> _Task directions_:
From the entries that follow, pick out all lines holding "sign".

> _Data records_:
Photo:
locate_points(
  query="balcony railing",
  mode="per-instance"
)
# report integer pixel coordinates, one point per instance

...

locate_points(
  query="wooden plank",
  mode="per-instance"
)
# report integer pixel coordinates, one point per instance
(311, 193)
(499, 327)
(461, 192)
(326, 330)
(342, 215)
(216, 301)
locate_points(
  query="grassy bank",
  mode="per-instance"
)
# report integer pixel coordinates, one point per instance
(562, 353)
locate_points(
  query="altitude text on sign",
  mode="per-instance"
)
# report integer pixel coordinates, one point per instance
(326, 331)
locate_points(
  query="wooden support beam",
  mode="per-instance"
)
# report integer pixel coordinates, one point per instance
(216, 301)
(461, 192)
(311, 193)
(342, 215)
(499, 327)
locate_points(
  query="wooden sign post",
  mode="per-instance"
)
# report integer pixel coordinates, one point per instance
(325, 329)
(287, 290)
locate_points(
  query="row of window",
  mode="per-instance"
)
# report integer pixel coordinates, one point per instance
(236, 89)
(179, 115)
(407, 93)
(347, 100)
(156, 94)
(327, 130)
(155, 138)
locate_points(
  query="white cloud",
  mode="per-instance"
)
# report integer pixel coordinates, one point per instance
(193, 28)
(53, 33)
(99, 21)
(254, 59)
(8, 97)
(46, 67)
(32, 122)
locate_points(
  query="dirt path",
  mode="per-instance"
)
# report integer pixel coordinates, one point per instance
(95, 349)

> _Exercise output_:
  query="altitude text on sign",
  query="wooden sign post",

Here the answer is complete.